*TEXT TO READ*
This floor is covered with carpeting from the Orient, of immense cost and marvelous beauty. The walls are adorned with superb paintings of the old masters and the new, while pendant from the windows hang curtains of embroidered lace, covered with golden tapestry of Oriental magnificence, with mirrors of mammoth size reflecting your focus and features from a score of gleaming embrasures. Along the hall, at convenient distances, are ranged circular tables of polished rosewood, around which are seated numbers of thoughtful, anxious, dark-visaged men, who heed you not their eyes having another and stranger attraction. One would naturally suppose this to be a theatre for jests, drollery and song, or bacchanalian revelings, or pugilistic encounters. Far from it. On the contrary all is hushed, silent, sepulchral.
- "No real voice or sound,
- Within these cheerless walls is found."
You are oppressed with the fearless stillness and awful silence which pervades the place. A laugh, a joke, or even a curse, would be a sensible relief. But you hear nothing of this. An occasional long breath of half subdued sigh is all that tells the ear that those mad devotees are possessed of lungs and life.
An hour's inspection satisfies your curiosity and you are about taking your departure, when a soft hand taps you on the shoulder, and a low voice "Please don't leave, sir, supper will be ready in a few minutes." As precisely 10½ o'clock the doors of the dining hall are thrown open, and "supper's ready," proclaims an immediate armistice between the combatants, and invites to a more healthy and rational duty. The long tables groan beneath the burden of gold and silver plate, and the heaps of delicacies which surround and adorn them. Here are venison from the brown forests of Maine, turkeys from the broad savannahs of the West, canvas-backs from the placid Potomac, trout from Superior, and salmon from the St. John's; together with fruits, flowers, and wines for every taste and from every clime.

*TASKS*
1. Answer these questions from the hall description:
(a) What are the circular tables along the hall made of?
(b) At what time are the doors of the dining hall thrown open?
(c) Where does the trout on the supper tables come from?
2. Carry the hall description forward from the point where it stops.
The listing that comes next has no connection to the hall description.

*PROVIDED MATERIAL*
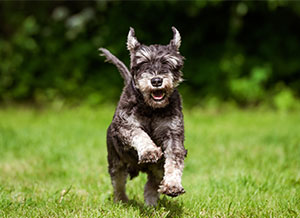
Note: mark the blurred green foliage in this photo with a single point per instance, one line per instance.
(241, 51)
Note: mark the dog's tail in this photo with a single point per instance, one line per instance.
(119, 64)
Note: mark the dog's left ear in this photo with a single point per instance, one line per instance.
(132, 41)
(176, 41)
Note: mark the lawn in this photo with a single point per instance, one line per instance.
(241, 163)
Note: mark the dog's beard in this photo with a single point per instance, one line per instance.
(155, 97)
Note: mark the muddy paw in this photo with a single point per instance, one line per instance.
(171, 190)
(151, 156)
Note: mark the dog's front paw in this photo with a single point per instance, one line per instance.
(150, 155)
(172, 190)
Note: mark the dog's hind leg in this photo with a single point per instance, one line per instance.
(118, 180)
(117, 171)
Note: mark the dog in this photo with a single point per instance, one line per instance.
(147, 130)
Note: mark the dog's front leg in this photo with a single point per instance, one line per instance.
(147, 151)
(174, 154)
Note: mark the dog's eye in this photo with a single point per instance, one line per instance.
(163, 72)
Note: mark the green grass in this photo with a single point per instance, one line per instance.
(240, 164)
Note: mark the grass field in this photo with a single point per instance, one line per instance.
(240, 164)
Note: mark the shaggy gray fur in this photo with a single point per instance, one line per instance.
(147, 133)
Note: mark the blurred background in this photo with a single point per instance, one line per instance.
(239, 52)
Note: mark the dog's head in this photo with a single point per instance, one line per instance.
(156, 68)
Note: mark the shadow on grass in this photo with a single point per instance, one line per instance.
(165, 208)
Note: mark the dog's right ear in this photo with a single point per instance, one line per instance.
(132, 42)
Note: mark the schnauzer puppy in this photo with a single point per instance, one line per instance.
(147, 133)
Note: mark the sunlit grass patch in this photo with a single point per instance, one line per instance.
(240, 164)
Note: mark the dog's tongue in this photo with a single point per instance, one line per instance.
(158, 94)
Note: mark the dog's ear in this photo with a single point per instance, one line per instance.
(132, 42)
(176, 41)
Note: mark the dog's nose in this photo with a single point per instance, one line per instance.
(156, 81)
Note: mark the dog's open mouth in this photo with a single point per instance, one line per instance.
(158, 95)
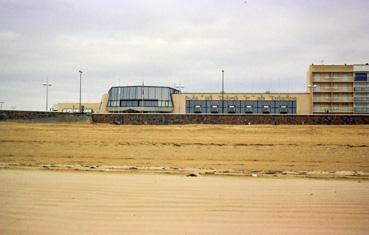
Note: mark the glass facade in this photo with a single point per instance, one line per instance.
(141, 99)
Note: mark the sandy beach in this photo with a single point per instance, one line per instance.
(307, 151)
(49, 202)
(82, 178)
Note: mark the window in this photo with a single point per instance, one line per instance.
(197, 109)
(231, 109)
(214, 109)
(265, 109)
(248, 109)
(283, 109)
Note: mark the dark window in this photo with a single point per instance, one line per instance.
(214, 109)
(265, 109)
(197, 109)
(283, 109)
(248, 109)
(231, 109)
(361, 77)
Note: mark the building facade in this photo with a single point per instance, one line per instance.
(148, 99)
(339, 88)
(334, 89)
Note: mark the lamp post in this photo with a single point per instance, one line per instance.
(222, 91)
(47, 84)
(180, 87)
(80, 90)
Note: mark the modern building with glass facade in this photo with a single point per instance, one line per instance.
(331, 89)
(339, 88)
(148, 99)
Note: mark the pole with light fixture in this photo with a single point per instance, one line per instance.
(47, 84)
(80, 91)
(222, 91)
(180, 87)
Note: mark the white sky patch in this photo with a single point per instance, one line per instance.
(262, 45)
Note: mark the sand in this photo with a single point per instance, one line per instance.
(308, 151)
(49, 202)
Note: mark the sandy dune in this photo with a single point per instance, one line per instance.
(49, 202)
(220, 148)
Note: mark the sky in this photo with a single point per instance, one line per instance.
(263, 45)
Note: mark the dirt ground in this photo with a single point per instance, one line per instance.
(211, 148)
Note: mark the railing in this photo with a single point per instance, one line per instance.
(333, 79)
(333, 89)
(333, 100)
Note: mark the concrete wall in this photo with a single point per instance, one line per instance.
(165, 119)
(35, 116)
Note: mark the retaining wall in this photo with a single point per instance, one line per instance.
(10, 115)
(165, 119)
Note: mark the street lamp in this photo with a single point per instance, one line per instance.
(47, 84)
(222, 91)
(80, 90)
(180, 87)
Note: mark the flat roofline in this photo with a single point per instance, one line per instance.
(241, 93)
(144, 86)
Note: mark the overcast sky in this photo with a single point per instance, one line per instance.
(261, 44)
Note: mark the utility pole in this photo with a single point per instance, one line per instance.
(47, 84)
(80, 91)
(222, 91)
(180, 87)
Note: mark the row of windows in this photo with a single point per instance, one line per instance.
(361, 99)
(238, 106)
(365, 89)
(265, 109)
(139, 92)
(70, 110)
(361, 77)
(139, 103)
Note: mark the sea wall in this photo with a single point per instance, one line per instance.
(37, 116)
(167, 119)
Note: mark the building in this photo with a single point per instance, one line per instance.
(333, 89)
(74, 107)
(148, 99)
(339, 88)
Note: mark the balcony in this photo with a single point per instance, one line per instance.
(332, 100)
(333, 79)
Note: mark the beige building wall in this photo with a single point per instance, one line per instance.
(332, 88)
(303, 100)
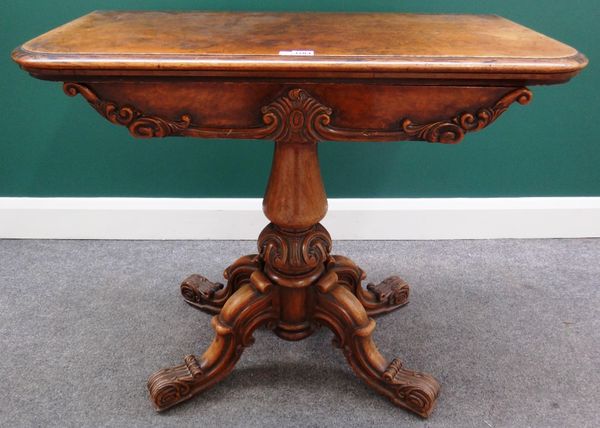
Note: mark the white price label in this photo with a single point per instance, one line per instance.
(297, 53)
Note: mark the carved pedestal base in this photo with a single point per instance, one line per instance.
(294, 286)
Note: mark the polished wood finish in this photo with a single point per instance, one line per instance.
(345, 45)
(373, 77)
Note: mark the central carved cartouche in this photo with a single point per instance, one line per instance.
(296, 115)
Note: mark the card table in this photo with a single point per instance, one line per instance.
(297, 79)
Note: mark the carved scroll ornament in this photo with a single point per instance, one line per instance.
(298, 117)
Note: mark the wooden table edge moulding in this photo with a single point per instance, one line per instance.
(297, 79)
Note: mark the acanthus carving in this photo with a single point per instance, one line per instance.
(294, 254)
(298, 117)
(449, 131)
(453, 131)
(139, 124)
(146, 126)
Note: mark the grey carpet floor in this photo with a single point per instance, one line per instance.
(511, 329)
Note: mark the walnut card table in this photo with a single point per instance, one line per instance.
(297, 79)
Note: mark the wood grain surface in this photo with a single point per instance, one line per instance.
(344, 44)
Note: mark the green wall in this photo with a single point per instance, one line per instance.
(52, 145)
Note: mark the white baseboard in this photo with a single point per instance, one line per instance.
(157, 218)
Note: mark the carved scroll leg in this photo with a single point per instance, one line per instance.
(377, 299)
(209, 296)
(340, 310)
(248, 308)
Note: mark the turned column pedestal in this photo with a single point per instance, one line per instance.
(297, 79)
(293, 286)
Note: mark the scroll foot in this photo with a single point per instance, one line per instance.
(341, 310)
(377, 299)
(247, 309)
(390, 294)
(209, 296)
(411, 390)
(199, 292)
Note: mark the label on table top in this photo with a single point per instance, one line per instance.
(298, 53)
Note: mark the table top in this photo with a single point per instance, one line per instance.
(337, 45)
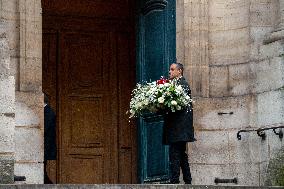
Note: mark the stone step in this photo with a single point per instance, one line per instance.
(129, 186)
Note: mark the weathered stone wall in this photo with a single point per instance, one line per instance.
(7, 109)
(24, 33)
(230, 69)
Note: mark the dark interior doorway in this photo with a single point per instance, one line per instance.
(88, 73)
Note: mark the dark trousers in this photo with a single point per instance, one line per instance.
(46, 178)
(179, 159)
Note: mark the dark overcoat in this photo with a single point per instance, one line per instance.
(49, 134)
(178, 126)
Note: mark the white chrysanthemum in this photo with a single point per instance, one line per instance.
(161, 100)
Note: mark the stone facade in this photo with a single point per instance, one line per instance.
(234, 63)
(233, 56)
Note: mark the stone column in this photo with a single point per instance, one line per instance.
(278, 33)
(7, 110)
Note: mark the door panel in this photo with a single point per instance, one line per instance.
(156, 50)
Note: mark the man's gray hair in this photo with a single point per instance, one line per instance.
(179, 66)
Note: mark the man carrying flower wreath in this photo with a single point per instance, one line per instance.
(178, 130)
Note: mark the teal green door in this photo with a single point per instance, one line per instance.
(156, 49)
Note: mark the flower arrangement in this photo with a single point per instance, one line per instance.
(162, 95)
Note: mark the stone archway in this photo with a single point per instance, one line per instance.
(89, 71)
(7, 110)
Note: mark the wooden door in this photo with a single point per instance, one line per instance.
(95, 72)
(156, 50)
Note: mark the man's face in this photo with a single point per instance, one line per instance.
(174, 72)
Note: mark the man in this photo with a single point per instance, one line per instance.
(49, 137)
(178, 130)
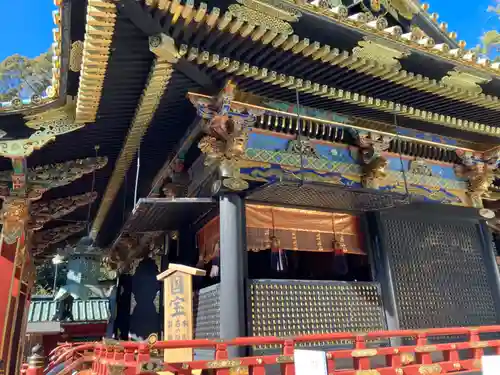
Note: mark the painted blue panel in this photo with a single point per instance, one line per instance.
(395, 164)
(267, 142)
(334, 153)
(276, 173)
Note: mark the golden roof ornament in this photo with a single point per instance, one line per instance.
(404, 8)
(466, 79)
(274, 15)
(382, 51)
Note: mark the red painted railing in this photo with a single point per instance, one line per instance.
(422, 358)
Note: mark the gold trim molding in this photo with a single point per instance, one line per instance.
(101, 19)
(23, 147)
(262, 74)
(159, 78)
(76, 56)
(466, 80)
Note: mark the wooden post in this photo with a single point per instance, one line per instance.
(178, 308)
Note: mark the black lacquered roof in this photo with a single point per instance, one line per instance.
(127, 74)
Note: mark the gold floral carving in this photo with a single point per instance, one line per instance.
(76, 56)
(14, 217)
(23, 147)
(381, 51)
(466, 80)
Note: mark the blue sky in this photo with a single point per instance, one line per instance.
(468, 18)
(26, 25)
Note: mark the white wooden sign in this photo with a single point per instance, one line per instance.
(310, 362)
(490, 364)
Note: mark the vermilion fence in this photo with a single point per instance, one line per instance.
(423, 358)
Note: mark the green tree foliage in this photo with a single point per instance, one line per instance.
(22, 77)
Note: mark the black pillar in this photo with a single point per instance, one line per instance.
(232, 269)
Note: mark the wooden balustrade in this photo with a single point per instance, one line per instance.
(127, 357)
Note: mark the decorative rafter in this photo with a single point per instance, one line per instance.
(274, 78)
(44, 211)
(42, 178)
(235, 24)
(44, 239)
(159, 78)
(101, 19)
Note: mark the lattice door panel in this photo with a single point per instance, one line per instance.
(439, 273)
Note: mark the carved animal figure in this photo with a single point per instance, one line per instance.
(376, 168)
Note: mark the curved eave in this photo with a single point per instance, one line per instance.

*ANSWERS PER TASK*
1.
(a) Polished rosewood
(b) Precisely 10½ o'clock
(c) Superior

2.
The repast over, you are permitted, with a patronizing invitation to "call again," to make your retreat to the open air, there to thank heaven that you are not a worshipper within the magnificent yet cheerless abode.
One night's work, a few days previous to the close of the last session, made sad havoc among the coffers of this den. It is said that a distinguished Senator won on that night $180,000, which broke the bank and caused a temporary suspension. A new house, however, was soon purchased by him, and was magnificently decorated, when the "King of Terrors," the great unbeaten and unchallenged, stepped in and closed the game of life forever.
November 10, 1858. Louisville Daily Courier 27(114): 1.